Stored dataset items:
BEGIN
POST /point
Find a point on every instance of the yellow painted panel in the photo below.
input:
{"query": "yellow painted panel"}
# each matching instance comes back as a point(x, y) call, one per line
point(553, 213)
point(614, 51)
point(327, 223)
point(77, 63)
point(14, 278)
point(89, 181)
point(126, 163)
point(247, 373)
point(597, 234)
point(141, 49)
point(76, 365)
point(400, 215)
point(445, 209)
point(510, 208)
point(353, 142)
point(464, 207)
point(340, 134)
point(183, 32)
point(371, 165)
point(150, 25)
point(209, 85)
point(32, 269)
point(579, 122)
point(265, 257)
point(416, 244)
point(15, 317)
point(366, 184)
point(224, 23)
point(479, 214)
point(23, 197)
END
BEGIN
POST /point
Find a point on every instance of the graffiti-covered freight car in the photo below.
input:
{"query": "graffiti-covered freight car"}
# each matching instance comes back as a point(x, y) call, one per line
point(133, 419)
END
BEGIN
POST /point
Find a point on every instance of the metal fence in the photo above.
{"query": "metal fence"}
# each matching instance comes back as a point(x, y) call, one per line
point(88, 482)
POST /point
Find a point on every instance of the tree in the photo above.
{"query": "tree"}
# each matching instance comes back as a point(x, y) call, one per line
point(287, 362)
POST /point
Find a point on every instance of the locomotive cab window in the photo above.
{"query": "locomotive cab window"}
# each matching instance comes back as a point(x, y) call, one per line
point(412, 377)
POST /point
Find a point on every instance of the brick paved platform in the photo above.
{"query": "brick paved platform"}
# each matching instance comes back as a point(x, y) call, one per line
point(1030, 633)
END
▶ EXERCISE REQUIREMENTS
Wherever the string "graffiti" occurs in the records, copy the line it is in.

▶ SOLVED PROBLEM
Find a point on every instance of the graffiti-covered freight car in the photo below.
{"query": "graffiti-covered freight car"}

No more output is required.